▸ What is asked:
Look below for the line with "Task: point to the passenger", and from there restate every line word for word until the entries end.

▸ Material provided:
/---

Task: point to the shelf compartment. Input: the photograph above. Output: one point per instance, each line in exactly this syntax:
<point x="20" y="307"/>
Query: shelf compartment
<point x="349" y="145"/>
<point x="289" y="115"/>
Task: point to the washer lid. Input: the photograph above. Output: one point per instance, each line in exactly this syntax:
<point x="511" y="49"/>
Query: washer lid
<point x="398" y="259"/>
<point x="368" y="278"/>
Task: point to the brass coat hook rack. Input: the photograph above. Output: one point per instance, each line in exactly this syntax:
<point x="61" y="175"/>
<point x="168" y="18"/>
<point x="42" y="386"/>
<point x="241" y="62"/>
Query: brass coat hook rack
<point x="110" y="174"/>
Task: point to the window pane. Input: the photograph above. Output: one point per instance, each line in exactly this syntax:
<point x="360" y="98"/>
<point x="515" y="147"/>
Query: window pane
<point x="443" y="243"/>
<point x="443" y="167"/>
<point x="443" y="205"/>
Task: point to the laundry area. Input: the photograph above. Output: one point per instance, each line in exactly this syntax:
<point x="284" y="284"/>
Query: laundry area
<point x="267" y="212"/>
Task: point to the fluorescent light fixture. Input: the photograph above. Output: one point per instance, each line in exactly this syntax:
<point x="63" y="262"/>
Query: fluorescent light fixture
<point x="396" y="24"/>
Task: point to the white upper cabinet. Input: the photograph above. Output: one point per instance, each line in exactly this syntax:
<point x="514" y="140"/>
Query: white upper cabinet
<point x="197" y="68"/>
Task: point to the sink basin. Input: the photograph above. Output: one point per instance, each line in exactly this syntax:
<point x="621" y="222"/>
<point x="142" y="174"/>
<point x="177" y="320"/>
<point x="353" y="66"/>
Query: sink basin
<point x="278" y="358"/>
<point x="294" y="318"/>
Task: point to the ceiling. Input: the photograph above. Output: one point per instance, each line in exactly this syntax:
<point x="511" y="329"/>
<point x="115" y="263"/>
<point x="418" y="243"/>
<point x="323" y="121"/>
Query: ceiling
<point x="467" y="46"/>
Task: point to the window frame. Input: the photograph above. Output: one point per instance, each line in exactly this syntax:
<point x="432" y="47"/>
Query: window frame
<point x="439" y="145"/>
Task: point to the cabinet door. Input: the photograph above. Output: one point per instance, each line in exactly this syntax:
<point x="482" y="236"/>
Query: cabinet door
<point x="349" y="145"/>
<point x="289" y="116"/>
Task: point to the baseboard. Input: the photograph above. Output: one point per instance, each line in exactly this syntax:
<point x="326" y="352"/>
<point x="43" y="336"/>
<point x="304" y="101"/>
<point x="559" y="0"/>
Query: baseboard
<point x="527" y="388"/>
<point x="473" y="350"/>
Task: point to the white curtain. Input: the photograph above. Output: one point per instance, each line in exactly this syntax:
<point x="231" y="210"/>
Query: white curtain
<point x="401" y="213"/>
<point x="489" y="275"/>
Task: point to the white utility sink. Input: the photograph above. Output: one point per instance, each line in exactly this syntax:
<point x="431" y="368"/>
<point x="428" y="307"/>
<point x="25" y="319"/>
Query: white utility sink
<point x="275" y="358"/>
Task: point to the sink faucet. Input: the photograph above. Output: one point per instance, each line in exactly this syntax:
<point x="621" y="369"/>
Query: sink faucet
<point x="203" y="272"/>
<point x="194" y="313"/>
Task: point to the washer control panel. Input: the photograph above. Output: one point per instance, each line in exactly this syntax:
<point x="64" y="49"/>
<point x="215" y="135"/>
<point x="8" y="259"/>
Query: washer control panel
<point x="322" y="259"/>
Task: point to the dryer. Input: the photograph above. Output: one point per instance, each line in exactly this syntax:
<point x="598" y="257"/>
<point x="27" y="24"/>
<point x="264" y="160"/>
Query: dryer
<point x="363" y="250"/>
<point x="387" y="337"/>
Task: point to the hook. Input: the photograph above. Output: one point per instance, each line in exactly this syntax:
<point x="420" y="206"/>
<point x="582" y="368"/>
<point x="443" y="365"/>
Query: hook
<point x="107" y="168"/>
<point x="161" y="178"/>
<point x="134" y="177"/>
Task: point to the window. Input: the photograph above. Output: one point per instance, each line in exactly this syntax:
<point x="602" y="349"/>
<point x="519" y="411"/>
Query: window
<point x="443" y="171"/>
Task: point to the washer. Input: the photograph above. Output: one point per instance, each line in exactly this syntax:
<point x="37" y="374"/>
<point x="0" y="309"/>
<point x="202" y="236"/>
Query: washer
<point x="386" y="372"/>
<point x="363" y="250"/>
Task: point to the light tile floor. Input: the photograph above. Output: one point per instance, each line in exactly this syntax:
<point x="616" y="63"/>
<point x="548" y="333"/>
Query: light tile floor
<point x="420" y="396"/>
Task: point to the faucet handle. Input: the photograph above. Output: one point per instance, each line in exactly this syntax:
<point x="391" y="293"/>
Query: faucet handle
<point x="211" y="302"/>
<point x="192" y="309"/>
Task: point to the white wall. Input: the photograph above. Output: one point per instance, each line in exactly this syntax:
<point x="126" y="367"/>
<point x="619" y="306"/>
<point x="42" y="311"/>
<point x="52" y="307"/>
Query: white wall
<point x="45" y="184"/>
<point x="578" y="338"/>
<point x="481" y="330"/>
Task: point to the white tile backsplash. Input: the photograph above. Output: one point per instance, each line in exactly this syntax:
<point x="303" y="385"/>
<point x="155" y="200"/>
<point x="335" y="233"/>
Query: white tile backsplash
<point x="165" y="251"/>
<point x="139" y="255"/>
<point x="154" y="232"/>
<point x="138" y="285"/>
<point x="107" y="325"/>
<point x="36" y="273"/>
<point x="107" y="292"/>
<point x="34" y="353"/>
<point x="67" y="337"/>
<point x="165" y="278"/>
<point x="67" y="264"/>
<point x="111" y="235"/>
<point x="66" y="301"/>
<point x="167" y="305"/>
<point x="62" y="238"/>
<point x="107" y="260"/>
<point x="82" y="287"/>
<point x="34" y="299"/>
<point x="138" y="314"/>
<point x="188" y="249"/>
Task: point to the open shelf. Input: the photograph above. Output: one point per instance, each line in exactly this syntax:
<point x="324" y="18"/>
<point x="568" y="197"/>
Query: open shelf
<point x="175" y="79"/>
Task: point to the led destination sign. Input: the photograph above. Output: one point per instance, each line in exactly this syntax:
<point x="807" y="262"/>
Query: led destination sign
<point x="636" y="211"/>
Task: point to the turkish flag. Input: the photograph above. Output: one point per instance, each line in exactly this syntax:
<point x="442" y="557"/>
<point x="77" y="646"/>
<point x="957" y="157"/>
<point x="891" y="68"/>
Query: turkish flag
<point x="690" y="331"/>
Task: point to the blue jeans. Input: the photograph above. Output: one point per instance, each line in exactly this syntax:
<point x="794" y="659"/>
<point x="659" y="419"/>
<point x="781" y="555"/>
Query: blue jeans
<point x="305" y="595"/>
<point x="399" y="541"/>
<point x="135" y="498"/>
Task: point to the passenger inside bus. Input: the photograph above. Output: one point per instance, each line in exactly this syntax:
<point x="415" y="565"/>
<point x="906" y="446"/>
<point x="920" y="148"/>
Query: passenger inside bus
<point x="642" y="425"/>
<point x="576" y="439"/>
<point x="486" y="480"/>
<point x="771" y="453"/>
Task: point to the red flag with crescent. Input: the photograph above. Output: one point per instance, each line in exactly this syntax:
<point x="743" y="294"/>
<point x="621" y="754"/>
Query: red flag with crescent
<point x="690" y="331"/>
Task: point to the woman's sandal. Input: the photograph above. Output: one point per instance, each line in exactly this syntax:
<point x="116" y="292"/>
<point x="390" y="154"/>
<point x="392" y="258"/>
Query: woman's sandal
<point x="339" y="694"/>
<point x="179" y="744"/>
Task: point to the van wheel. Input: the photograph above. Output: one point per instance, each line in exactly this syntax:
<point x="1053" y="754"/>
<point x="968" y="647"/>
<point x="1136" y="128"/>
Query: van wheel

\---

▸ Solution to this task:
Task: point to the passenger inside bus. Input: the photograph above. Output: one point per instance, each line in exactly this syntax:
<point x="415" y="565"/>
<point x="906" y="446"/>
<point x="920" y="148"/>
Query: passenger inside bus
<point x="642" y="425"/>
<point x="576" y="439"/>
<point x="486" y="480"/>
<point x="771" y="453"/>
Task: point to the red flag with crescent. Input: the photograph above. Output: one point per instance, each line in exactly this syntax:
<point x="743" y="294"/>
<point x="621" y="754"/>
Query: red flag with crescent
<point x="690" y="331"/>
Task: point to the woman's sandal. Input: the photograph above. Output: one point per instance, each line in exactly this syntax:
<point x="116" y="292"/>
<point x="390" y="154"/>
<point x="392" y="258"/>
Query: woman's sandal
<point x="339" y="694"/>
<point x="179" y="744"/>
Task: point to the van wheel. Input: the photograph above. Output: one point per instance, each line in exactly this syntax:
<point x="1053" y="754"/>
<point x="968" y="647"/>
<point x="1136" y="128"/>
Query: van wheel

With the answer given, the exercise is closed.